--- Start of Data to use ---

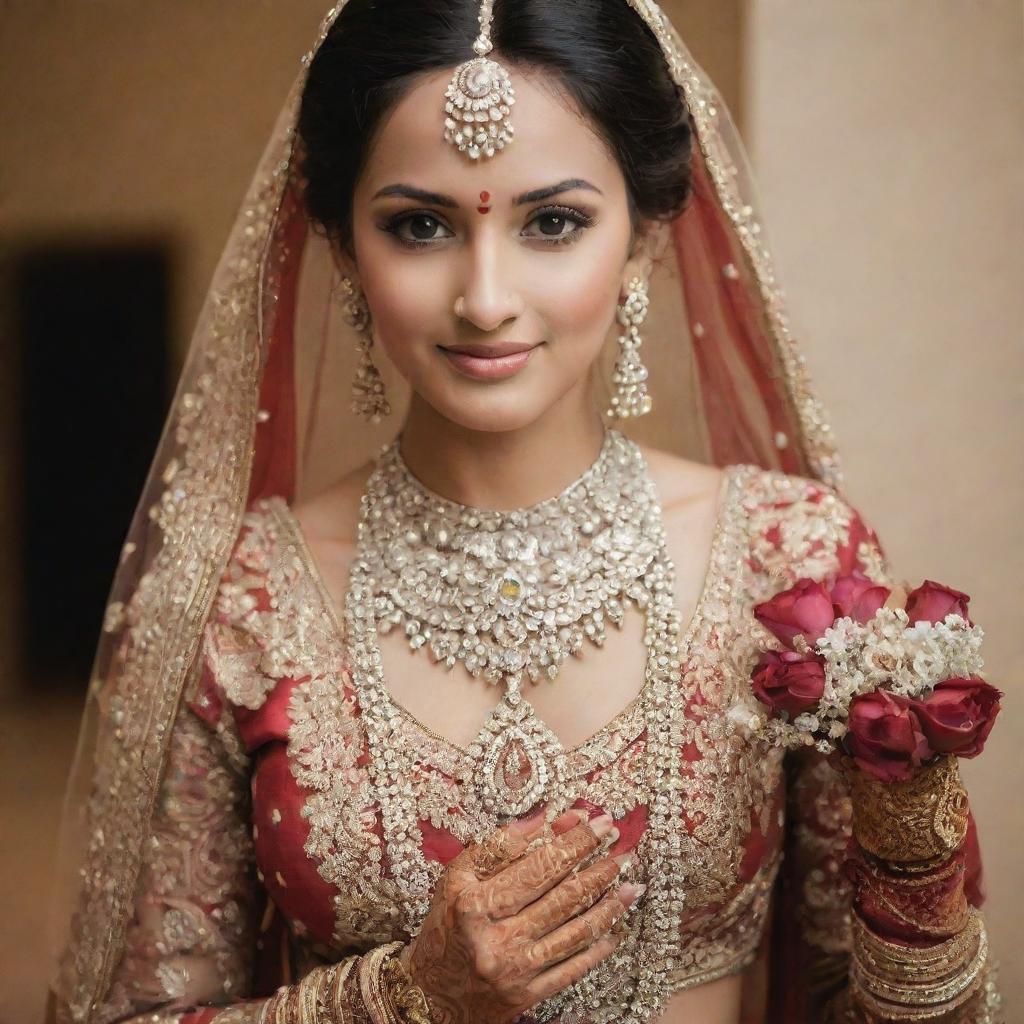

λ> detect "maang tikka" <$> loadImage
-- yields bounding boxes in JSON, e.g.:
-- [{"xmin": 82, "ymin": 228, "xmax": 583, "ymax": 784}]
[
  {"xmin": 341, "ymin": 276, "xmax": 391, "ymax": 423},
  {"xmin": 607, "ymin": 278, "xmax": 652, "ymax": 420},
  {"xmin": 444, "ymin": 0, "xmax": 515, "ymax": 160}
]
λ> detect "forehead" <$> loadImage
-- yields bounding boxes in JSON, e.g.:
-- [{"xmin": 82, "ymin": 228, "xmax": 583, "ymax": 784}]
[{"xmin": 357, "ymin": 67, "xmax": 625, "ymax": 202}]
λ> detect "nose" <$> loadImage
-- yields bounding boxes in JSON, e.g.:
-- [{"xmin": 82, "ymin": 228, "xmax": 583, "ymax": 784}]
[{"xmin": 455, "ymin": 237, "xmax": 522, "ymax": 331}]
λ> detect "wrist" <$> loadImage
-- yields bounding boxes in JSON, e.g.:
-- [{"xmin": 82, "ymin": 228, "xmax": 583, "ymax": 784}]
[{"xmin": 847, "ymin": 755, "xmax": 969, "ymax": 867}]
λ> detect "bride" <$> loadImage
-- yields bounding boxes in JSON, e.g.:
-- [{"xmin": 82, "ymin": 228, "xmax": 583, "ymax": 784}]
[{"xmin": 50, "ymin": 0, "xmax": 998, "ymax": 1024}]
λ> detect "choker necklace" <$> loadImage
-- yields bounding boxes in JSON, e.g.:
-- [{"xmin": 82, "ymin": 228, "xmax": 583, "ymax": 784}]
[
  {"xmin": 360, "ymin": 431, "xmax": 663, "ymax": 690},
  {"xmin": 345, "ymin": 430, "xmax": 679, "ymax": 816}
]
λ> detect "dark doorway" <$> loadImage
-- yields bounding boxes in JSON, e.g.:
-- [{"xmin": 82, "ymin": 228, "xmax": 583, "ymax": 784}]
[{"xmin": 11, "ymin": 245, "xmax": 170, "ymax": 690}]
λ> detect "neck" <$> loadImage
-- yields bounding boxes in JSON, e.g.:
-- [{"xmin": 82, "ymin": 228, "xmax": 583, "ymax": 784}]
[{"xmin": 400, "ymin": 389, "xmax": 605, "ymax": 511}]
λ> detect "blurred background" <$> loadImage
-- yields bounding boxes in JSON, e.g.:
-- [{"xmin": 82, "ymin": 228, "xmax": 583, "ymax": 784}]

--- End of Data to use ---

What is asked:
Copy all of the rows above word for word, leaving out the picture.

Result of this exercise:
λ> detect "maang tikka" <$> loadImage
-- yields bounding boxes in JSON, e.g.:
-- [{"xmin": 82, "ymin": 228, "xmax": 583, "ymax": 784}]
[
  {"xmin": 341, "ymin": 276, "xmax": 391, "ymax": 423},
  {"xmin": 607, "ymin": 278, "xmax": 652, "ymax": 420},
  {"xmin": 444, "ymin": 0, "xmax": 515, "ymax": 160}
]
λ> detect "forehead" <$> loadImage
-- yields bounding boxes in JSON, e.g.:
-- [{"xmin": 82, "ymin": 228, "xmax": 583, "ymax": 784}]
[{"xmin": 357, "ymin": 67, "xmax": 625, "ymax": 202}]
λ> detect "nose" <$> loadImage
-- yields bounding boxes in JSON, e.g.:
-- [{"xmin": 82, "ymin": 228, "xmax": 583, "ymax": 784}]
[{"xmin": 455, "ymin": 237, "xmax": 522, "ymax": 331}]
λ> detect "wrist" <$> loadImage
-- yields bounding boxes in JSON, e.g.:
-- [{"xmin": 82, "ymin": 228, "xmax": 583, "ymax": 784}]
[{"xmin": 847, "ymin": 755, "xmax": 969, "ymax": 867}]
λ> detect "bride" <$> loadImage
-- yields bounding boxes in JSON, e.g.:
-- [{"xmin": 82, "ymin": 228, "xmax": 583, "ymax": 784}]
[{"xmin": 50, "ymin": 0, "xmax": 998, "ymax": 1024}]
λ> detect "choker necklace" <$> loadImage
-- yields bounding boxes in JSON, e.g.:
-- [{"xmin": 82, "ymin": 228, "xmax": 583, "ymax": 784}]
[
  {"xmin": 360, "ymin": 431, "xmax": 663, "ymax": 690},
  {"xmin": 345, "ymin": 430, "xmax": 679, "ymax": 816}
]
λ> detect "dark doorway" <$> loadImage
-- yields bounding boxes in JSON, e.g.:
-- [{"xmin": 82, "ymin": 228, "xmax": 583, "ymax": 784}]
[{"xmin": 11, "ymin": 245, "xmax": 170, "ymax": 690}]
λ> detect "neck" <$> loadImage
-- yields bounding boxes in JSON, e.g.:
-- [{"xmin": 82, "ymin": 228, "xmax": 583, "ymax": 784}]
[{"xmin": 400, "ymin": 389, "xmax": 605, "ymax": 511}]
λ> detect "blurred background" <$> loadImage
-- yields bounding boxes in JSON, e.g.:
-- [{"xmin": 82, "ymin": 228, "xmax": 583, "ymax": 784}]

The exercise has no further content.